Your Cognitive Functions:
Introverted Intuition (Ni) ||||||||||||||||||||||||||||| 13.98
Extroverted Thinking (Te) |||||||||||||||||||||||| 11.08
Introverted Thinking (Ti) |||||||||||||||||||| 9.31
Extroverted Intuition (Ne) |||||||||||||| 6.095
Introverted Feeling (Fi) ||| -2.75
Extroverted Feeling (Fe) |||| -3.32
Introverted Sensation (Si) ||||| -3.53
Extroverted Sensation (Se) |||||| -4.43


----------



## knife (Jul 10, 2013)

I generally get:

1. INTP
2. ENTP
3. xSxJ

...which makes sense, as I and a couple of other putative INTPs (I'm looking at you @ScientiaOmnemEst) were overanalyzing ourselves earlier today and thinking we might be closer to xNTPs...

My third one is always weird, generally incoherent with the other two, and often contradicts a well-grounded xNxP core.

- - - - - - -

Requirements » Please carry the forum thread about personality-type test results forward, starting after its last sentence.

- - - - - - -

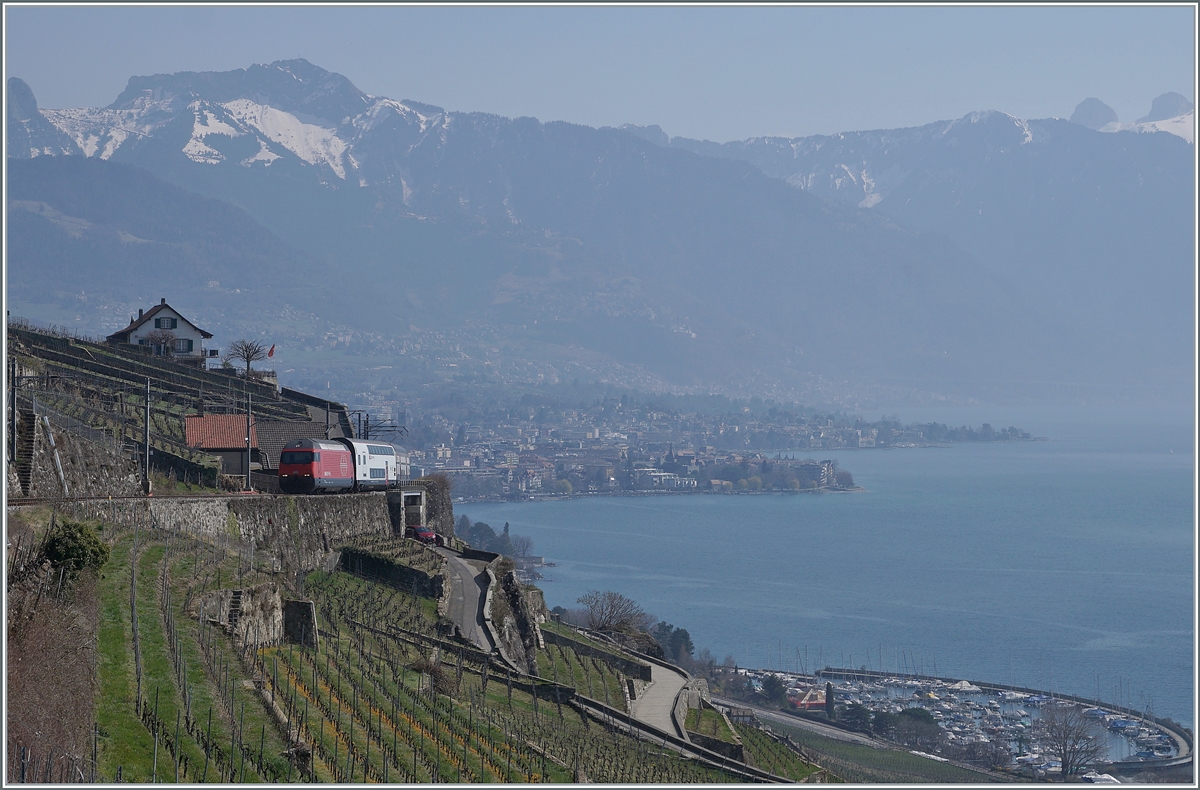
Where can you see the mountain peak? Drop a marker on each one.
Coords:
(1168, 106)
(1093, 114)
(293, 85)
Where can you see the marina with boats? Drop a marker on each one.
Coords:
(995, 713)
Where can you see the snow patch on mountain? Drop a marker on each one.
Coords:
(207, 124)
(1181, 126)
(312, 143)
(384, 108)
(264, 155)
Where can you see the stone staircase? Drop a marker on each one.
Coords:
(27, 434)
(234, 610)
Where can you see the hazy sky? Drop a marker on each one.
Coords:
(711, 72)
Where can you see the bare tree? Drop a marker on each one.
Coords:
(246, 351)
(612, 611)
(1072, 737)
(522, 545)
(163, 337)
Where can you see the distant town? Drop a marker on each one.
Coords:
(539, 449)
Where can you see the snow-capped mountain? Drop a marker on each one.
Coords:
(769, 258)
(251, 118)
(1180, 125)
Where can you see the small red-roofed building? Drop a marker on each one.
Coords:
(225, 436)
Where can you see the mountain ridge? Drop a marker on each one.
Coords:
(739, 277)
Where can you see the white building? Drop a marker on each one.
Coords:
(168, 333)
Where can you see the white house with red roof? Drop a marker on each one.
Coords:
(168, 333)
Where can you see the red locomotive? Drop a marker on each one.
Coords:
(315, 466)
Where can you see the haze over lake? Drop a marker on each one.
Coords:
(1063, 564)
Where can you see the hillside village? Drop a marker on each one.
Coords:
(229, 638)
(357, 650)
(535, 447)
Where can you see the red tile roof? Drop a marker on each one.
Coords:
(219, 432)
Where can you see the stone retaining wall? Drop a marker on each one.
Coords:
(391, 573)
(298, 532)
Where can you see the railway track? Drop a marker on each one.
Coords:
(18, 501)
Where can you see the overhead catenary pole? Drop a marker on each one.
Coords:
(145, 438)
(249, 408)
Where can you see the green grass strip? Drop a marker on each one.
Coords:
(124, 742)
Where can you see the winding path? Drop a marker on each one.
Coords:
(468, 590)
(658, 699)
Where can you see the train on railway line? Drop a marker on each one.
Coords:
(337, 466)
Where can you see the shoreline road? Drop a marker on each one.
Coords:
(468, 590)
(807, 724)
(658, 699)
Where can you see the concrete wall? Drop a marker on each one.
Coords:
(262, 612)
(300, 623)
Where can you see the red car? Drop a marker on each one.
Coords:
(424, 534)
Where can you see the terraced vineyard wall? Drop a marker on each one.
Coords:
(294, 533)
(630, 666)
(83, 468)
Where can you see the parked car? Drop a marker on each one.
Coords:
(424, 534)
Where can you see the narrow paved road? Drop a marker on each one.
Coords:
(658, 699)
(807, 724)
(468, 587)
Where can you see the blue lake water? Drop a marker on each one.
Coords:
(1065, 566)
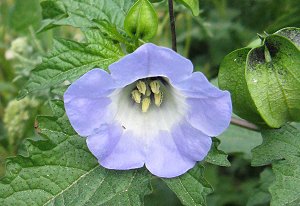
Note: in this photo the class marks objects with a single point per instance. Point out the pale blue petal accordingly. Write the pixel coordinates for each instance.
(164, 158)
(150, 60)
(210, 108)
(86, 101)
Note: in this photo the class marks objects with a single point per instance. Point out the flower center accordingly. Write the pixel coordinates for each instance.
(147, 91)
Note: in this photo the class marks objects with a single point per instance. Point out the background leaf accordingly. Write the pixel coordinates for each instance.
(216, 156)
(286, 188)
(191, 188)
(261, 194)
(60, 170)
(80, 13)
(277, 144)
(193, 5)
(68, 60)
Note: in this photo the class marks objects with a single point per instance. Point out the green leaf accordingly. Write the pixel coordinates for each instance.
(80, 13)
(68, 60)
(277, 144)
(273, 79)
(261, 195)
(53, 9)
(21, 17)
(141, 21)
(239, 140)
(60, 170)
(292, 34)
(216, 156)
(193, 5)
(191, 188)
(232, 78)
(286, 188)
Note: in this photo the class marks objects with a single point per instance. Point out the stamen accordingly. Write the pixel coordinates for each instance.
(148, 91)
(154, 85)
(158, 98)
(142, 87)
(136, 96)
(145, 104)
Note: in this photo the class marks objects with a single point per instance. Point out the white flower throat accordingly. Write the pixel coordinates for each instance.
(157, 113)
(147, 91)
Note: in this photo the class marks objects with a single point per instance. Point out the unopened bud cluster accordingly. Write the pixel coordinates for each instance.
(147, 91)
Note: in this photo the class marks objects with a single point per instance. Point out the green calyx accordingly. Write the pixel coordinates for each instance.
(264, 81)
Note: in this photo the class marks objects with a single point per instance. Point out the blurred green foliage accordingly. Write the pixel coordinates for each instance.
(221, 27)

- - - - - - -

Answer to the task »
----------



## Fluff (Jun 1, 2014)

Ti - Te - Ne - Ni - Se - Si - Fi - Fe

Every single time.
INTP is always #1 with the 2nd and 3rd being seemingly random. Overall I'd say it's accurate more so than most.


----------



## Fern (Sep 2, 2012)

Did you... Did you just post the official PerC cognitive function test?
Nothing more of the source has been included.